(This article was first published on

**Shifting sands**, and kindly contributed to R-bloggers)

This is an introductory post about using apply, sapply and lapply, best suited for people relatively new to R or unfamiliar with these functions. There is a part 2 coming that will look at density plots with ggplot, but first I thought I would go on a tangent to give some examples of the apply family, as they come up a lot working with R.

I have been comparing three methods on a data set. A sample from the data set was generated, and three different methods were applied to that subset. I wanted to see how their results differed from one another.

I would run my test harness which returned a matrix. The columns values were the metric used for evaluation of each method, and the rows were the results for a given subset. We have three columns, one for each method, and lets say 30 rows, representing 30 different subsets that the three methods were applied to.

__What to do__
1 – Pull out each line of the records that contains the word "cabinet".
2 – Carry on writing the R apply-family post from the point where it stops.
The R apply-family post and the records are unrelated pieces of material.

__Source data__
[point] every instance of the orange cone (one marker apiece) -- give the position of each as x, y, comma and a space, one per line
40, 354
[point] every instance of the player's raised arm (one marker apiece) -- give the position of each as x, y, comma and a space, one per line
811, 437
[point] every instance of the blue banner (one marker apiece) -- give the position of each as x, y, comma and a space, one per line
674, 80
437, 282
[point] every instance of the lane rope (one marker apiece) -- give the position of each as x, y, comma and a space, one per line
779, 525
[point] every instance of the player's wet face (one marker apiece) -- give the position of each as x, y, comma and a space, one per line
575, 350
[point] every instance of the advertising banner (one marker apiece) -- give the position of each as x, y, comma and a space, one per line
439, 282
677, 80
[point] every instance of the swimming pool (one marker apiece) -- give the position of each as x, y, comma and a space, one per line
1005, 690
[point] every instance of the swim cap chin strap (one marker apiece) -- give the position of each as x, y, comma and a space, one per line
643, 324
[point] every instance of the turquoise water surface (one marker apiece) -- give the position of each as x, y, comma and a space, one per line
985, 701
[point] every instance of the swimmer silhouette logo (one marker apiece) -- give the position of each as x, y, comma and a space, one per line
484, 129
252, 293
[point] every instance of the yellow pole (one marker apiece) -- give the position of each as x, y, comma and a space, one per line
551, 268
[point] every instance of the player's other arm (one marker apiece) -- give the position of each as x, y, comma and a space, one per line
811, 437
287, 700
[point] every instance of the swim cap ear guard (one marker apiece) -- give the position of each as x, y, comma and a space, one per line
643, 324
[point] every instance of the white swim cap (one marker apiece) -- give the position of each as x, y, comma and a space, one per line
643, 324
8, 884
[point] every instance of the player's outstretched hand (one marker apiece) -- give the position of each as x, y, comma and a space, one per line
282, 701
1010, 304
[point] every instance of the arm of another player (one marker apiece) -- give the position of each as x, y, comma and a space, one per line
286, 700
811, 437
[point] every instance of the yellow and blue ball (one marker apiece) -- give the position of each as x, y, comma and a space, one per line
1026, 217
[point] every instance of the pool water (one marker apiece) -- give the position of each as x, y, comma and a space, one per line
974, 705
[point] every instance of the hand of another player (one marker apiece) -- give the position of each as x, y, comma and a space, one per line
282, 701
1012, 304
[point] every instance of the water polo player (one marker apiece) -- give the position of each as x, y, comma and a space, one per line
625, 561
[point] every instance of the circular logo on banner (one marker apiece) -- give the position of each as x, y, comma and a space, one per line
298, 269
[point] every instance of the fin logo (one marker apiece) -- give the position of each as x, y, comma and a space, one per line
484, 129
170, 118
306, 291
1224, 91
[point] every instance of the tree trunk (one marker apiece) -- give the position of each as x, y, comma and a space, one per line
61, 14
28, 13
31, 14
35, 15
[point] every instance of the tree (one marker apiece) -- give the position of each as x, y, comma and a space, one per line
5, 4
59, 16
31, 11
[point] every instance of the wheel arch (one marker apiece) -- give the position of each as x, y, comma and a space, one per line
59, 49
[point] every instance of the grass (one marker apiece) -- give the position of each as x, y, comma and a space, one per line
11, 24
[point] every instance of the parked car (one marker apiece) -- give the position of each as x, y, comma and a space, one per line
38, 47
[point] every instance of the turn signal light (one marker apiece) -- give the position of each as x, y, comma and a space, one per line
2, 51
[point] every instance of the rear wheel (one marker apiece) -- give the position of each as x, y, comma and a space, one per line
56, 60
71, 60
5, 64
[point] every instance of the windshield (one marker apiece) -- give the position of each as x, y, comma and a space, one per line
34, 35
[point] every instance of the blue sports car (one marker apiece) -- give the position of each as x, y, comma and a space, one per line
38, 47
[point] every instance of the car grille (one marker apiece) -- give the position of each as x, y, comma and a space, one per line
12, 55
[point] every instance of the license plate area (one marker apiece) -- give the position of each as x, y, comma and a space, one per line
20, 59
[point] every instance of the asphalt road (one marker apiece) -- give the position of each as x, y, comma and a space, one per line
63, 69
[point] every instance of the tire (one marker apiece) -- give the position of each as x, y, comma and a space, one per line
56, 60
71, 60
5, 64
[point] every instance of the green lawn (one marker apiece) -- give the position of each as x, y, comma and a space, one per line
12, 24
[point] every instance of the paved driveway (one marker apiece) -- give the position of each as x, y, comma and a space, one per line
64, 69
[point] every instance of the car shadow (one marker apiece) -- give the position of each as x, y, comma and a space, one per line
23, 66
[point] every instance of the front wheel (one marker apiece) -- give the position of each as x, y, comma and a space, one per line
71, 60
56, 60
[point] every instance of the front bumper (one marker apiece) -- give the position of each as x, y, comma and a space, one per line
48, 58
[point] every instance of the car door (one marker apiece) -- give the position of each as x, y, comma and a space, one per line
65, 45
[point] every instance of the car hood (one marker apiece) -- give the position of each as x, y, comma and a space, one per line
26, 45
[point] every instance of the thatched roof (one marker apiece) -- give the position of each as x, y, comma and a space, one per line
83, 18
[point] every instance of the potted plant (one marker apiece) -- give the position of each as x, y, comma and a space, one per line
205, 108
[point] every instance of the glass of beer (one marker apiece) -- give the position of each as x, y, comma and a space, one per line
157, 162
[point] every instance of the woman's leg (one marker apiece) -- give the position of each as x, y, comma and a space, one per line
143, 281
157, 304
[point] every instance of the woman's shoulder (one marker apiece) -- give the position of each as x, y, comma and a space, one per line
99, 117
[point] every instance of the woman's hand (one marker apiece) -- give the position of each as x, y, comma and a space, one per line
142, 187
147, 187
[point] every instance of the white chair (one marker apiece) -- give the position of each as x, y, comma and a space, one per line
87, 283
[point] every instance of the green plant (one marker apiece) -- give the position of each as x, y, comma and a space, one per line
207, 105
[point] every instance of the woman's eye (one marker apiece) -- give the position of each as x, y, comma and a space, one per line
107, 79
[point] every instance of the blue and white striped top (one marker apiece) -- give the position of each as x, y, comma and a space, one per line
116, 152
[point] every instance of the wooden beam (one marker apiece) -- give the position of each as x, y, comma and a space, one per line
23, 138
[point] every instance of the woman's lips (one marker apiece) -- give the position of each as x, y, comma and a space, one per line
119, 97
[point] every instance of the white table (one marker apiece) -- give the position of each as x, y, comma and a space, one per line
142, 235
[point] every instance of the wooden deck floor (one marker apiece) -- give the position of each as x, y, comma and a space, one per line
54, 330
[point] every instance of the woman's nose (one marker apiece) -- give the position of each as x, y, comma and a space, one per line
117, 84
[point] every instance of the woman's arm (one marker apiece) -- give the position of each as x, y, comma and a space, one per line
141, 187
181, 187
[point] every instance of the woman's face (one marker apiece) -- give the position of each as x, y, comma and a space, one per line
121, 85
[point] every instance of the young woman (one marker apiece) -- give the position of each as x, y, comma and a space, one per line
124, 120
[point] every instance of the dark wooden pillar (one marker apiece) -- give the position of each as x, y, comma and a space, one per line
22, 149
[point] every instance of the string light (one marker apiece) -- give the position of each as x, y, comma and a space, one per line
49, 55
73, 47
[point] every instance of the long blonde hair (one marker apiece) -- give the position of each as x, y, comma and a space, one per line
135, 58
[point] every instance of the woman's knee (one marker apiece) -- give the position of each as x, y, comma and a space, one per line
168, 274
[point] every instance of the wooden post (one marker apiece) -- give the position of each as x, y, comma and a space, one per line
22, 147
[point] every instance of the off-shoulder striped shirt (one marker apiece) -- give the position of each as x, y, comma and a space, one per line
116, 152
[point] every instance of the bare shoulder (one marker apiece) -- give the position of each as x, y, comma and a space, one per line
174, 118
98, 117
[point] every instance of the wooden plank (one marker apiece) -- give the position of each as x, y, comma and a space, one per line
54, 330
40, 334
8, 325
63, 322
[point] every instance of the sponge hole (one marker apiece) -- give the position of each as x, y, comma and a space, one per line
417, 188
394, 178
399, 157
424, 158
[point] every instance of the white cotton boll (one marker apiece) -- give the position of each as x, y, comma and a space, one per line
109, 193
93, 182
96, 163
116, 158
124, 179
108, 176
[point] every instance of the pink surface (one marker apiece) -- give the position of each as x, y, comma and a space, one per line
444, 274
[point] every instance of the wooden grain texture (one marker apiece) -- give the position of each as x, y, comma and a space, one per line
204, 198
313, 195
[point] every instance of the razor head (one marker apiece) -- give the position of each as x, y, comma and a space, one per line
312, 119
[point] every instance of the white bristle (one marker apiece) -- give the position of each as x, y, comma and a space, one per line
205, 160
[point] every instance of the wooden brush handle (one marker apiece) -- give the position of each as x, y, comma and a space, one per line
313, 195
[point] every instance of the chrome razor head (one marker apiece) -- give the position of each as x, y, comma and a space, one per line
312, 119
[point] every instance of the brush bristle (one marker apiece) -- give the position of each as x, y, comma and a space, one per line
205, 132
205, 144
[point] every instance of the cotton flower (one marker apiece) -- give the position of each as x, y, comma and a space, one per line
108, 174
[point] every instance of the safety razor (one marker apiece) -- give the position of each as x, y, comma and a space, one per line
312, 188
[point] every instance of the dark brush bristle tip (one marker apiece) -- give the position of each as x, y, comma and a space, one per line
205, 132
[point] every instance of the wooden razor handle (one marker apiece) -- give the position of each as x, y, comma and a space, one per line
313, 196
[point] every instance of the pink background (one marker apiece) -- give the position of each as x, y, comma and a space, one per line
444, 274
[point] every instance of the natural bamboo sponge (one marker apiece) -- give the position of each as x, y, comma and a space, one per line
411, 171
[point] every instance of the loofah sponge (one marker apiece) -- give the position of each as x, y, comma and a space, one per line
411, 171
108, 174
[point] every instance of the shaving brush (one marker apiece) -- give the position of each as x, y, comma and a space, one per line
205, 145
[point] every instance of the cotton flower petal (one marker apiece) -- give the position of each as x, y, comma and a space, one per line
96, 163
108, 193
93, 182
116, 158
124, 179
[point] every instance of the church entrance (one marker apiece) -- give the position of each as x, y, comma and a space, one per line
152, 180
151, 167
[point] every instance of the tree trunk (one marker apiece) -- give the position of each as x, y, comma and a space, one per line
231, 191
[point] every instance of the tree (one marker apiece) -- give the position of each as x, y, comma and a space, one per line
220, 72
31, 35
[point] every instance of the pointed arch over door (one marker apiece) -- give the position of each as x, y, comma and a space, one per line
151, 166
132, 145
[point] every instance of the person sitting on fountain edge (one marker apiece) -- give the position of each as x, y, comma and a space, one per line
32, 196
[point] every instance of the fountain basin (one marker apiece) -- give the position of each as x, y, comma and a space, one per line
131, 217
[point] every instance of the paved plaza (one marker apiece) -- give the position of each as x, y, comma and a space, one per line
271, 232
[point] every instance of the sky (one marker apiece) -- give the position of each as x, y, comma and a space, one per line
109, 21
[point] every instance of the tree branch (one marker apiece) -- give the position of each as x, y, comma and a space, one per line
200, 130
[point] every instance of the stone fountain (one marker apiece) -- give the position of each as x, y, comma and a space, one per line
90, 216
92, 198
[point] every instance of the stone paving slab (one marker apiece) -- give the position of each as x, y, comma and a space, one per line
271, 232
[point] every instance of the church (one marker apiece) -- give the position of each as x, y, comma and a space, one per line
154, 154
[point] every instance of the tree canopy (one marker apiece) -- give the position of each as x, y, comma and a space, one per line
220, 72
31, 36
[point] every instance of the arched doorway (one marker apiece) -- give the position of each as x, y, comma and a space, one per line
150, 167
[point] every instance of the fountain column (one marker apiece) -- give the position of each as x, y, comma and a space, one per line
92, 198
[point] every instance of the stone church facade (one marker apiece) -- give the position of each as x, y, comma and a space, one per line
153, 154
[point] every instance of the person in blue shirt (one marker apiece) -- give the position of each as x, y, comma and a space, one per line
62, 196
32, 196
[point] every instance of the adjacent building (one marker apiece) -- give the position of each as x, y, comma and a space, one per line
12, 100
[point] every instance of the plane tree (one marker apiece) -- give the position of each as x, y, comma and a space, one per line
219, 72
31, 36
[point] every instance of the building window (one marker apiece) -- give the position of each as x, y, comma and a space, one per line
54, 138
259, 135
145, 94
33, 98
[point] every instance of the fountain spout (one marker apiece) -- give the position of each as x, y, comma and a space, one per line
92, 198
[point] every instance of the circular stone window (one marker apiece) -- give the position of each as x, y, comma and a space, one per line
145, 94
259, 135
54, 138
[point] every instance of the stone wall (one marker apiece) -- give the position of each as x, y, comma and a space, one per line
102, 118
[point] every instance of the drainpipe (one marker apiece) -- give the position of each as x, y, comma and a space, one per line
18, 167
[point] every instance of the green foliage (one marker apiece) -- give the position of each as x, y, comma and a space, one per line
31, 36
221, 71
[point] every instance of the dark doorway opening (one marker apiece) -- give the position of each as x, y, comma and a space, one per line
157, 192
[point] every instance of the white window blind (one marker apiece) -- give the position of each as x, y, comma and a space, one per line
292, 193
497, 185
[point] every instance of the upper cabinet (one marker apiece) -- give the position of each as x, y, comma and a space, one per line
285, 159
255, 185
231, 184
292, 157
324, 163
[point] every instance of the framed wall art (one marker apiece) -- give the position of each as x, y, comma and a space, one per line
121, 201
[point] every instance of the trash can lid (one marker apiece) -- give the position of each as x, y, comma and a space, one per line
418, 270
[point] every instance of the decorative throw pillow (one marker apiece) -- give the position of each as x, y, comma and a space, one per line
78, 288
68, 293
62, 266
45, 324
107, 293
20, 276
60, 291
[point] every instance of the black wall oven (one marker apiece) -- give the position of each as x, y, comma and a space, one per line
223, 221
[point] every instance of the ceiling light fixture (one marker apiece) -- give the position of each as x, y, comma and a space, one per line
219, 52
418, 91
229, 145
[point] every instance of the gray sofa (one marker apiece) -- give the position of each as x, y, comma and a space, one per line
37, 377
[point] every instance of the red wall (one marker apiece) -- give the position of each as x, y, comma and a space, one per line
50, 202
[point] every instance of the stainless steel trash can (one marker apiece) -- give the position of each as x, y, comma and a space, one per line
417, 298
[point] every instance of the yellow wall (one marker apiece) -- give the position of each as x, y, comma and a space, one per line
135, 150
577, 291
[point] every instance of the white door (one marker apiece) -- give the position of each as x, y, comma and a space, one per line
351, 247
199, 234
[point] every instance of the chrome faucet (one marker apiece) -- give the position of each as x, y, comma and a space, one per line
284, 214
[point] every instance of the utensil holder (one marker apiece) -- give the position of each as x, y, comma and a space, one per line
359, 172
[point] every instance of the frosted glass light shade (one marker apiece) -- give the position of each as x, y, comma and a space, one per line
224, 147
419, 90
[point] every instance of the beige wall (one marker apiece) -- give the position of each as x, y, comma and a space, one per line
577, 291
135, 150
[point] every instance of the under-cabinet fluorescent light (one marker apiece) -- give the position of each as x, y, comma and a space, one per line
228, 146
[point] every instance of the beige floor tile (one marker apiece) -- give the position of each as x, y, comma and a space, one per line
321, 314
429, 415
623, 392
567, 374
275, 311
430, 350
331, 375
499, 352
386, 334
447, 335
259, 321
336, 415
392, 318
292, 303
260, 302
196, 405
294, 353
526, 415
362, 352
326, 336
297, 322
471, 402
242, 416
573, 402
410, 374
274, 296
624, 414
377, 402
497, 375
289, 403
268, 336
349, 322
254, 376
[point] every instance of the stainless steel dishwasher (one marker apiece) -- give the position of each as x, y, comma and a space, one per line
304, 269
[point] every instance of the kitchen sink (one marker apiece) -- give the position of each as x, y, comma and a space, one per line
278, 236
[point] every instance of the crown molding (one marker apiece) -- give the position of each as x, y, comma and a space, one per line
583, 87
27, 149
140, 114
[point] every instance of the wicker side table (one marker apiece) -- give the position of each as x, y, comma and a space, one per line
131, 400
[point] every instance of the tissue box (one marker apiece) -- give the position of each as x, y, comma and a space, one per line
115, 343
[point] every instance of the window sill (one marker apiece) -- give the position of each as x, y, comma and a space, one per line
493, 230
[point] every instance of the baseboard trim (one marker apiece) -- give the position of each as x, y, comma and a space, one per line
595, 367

__Solved problems__
1 –
[point] every instance of the upper cabinet (one marker apiece) -- give the position of each as x, y, comma and a space, one per line
[point] every instance of the under-cabinet fluorescent light (one marker apiece) -- give the position of each as x, y, comma and a space, one per line

2 –
It looked a bit like this

method1 method2 method3

[1,] 0.05517714 0.014054038 0.017260447

[2,] 0.08367678 0.003570883 0.004289079

[3,] 0.05274706 0.028629661 0.071323030

[4,] 0.06769936 0.048446559 0.057432519

[5,] 0.06875188 0.019782518 0.080564474

[6,] 0.04913779 0.100062929 0.102208706

We can simulate this data using rnorm, to create three sets of observations. The first has mean 0, second mean of 2, third of mean of 5, and with 30 rows.

m <- matrix(data=cbind(rnorm(30, 0), rnorm(30, 2), rnorm(30, 5)), nrow=30, ncol=3)

__Apply__

When do we use apply? When we have some structured blob of data that we wish to perform operations on. Here structured means in some form of matrix. The operations may be informational, or perhaps transforming, subsetting, whatever to the data.

As a commenter pointed out, if you are using a data frame the data types must all be the same otherwise they will be subjected to type conversion. This may or may not be what you want, if the data frame has string/character data as well as numeric data, the numeric data will be converted to strings/characters and numerical operations will probably not give what you expected.

Needless to say such circumstances arise quite frequently when working in R, so spending some time getting familiar with apply can be a great boon to our productivity.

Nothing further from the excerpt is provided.